>>>>

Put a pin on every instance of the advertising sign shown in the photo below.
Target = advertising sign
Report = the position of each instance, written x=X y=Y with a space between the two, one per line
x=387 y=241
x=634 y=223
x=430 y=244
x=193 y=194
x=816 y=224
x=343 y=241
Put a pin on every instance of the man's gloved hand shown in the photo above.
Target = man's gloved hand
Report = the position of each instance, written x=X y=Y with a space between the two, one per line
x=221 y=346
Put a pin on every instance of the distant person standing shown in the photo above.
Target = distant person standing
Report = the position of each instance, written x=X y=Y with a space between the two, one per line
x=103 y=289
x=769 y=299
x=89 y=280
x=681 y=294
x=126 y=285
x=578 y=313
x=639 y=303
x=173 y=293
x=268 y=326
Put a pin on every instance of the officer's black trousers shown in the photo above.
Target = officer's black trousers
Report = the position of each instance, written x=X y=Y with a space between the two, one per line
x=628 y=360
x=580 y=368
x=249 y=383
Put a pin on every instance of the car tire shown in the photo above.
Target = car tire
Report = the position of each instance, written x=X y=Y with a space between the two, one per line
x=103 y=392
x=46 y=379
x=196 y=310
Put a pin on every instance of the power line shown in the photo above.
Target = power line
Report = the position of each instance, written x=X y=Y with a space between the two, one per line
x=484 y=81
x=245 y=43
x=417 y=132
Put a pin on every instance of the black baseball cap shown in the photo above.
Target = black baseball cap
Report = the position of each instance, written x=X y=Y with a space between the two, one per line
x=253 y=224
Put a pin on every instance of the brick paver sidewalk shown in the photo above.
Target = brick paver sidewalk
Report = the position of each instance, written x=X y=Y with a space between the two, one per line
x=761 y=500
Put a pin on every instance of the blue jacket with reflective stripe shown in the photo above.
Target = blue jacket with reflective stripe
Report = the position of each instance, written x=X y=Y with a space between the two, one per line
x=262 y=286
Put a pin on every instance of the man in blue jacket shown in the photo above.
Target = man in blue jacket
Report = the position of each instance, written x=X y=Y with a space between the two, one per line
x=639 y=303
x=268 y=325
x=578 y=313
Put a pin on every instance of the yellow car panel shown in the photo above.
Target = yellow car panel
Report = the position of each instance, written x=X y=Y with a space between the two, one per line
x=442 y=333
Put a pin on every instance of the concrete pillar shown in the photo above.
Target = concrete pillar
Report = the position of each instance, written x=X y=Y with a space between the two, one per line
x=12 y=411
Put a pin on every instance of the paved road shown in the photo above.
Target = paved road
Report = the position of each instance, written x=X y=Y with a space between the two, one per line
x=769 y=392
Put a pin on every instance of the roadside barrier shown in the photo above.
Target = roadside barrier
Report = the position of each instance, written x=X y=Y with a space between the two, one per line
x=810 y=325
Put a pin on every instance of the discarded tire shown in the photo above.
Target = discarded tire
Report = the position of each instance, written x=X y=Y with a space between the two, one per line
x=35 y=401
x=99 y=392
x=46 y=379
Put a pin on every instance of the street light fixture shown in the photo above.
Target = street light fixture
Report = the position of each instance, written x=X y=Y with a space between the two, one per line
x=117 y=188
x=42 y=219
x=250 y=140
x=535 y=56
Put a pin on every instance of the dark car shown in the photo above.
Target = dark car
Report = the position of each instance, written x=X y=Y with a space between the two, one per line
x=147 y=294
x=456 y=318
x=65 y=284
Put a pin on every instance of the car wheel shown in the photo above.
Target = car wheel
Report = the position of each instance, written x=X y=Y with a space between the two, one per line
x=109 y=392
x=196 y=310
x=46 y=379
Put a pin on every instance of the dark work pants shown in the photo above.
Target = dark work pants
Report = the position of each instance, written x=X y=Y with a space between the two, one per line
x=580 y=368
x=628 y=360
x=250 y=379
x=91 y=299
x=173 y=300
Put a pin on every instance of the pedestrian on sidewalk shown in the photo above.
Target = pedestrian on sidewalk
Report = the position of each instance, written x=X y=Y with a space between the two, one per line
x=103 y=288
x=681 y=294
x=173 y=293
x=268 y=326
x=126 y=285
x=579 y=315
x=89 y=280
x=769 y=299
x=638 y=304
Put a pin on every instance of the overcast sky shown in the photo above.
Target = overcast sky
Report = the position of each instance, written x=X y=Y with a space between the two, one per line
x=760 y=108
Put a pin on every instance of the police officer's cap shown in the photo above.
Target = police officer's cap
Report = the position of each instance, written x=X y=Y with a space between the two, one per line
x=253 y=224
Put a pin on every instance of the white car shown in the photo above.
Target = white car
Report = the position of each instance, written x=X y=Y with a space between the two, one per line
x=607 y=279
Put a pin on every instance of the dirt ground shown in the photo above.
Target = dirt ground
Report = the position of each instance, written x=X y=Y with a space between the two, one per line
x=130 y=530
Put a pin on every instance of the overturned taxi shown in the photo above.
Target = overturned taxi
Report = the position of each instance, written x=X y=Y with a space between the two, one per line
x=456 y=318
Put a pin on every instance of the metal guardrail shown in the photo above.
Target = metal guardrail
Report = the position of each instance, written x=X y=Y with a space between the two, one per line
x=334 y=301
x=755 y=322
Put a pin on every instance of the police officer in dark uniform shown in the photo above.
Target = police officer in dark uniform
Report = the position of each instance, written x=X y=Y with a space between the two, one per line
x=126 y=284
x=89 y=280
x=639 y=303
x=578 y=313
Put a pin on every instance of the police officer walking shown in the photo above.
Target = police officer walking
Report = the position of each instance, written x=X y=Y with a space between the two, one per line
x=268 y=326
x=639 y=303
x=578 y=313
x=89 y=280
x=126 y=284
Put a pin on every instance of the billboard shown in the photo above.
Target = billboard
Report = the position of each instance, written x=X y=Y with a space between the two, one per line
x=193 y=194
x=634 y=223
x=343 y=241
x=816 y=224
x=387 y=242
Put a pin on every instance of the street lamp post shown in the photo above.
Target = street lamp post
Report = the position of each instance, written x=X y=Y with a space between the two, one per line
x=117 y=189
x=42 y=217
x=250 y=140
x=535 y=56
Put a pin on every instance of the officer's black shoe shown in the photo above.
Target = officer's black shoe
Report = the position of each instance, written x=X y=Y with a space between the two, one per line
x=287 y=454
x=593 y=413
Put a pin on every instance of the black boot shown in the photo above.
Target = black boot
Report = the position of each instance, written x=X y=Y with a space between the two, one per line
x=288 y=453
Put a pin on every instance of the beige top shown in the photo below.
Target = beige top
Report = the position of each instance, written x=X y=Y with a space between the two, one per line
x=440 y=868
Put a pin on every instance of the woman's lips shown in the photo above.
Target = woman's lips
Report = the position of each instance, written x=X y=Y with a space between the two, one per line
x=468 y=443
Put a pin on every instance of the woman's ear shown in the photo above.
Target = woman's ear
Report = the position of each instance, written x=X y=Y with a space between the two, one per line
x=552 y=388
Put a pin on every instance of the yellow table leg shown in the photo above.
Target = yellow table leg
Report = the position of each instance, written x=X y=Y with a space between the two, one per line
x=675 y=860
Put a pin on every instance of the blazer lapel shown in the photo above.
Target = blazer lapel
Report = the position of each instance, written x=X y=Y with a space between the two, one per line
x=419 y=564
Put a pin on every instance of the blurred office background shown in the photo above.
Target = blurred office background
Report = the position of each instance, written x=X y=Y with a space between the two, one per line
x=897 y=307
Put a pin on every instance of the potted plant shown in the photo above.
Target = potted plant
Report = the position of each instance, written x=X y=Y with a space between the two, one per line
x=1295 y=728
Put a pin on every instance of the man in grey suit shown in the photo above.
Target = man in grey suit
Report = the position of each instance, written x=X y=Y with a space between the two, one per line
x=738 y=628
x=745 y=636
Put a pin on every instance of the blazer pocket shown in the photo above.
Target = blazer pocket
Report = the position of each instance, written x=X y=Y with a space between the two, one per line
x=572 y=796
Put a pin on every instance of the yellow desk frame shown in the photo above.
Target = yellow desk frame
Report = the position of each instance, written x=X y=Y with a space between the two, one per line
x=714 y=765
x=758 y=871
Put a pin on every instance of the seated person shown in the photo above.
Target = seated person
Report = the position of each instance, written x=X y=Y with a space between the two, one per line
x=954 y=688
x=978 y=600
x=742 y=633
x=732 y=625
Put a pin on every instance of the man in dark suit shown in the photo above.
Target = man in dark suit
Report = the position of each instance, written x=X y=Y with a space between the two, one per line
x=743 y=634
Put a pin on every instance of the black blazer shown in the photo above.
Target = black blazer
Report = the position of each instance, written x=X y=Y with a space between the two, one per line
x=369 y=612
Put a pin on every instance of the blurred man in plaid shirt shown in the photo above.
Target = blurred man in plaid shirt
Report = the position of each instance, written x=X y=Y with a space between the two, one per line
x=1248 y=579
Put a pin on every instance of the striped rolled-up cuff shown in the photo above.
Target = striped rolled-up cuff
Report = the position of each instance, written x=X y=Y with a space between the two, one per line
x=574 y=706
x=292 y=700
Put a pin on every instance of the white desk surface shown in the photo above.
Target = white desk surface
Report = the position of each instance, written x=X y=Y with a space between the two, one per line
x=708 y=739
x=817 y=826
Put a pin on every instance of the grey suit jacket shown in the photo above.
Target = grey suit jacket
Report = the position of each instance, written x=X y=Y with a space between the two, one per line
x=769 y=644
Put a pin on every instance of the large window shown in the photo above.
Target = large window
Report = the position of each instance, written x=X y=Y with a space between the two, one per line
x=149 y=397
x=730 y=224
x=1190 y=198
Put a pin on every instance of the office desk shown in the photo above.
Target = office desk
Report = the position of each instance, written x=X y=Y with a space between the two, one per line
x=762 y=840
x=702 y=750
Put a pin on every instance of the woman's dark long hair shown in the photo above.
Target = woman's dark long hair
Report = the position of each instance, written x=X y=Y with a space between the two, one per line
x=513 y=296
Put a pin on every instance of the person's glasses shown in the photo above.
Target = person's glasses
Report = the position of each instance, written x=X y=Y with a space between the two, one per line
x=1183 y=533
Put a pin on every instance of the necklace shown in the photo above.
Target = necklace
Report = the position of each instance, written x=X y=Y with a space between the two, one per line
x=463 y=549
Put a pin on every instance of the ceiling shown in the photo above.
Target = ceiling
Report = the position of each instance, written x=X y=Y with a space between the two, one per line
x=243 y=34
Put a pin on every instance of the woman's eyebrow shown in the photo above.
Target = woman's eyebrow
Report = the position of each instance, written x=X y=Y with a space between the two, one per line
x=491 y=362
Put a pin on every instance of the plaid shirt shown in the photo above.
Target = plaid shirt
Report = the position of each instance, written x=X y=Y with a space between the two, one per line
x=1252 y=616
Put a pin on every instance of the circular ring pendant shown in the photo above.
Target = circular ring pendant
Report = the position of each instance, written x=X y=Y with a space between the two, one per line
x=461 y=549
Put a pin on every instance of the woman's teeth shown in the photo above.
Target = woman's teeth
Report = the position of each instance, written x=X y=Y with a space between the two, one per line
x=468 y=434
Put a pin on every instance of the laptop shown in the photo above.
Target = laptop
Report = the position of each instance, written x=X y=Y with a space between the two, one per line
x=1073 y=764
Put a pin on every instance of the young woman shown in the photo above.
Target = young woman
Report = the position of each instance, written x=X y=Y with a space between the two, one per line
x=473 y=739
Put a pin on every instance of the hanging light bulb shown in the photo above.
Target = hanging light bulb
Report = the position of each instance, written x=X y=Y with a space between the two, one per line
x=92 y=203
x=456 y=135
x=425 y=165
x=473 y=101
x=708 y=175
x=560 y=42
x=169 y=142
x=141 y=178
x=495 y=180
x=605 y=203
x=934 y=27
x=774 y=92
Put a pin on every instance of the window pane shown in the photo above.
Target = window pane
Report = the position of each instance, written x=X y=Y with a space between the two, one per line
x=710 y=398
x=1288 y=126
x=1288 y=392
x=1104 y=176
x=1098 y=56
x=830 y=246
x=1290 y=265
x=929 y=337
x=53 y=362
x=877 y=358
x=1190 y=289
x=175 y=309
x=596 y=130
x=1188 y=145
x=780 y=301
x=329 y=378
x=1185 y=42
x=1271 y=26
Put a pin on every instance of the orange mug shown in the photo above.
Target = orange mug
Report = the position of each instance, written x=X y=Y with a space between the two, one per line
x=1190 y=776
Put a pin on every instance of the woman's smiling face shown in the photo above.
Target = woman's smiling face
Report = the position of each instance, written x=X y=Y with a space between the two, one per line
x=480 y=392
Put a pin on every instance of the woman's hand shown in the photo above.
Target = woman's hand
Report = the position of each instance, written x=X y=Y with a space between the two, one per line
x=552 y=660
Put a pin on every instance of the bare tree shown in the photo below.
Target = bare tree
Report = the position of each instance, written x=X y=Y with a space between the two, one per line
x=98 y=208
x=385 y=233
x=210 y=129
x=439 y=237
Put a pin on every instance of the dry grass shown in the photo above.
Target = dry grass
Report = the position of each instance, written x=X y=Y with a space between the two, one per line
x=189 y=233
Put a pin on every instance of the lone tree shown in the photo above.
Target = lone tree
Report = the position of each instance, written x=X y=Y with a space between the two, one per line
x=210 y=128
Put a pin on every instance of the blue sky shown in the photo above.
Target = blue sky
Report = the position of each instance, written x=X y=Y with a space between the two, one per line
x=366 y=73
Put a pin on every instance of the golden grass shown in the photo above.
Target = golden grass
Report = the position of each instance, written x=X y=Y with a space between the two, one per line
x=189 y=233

<<<<

== EXERCISE AIM ==
Across the entries above, find each line with the word "lone" and please copy it out.

== THE ANSWER ==
Put a pin on every instance of the lone tree shown in the photo above.
Target = lone tree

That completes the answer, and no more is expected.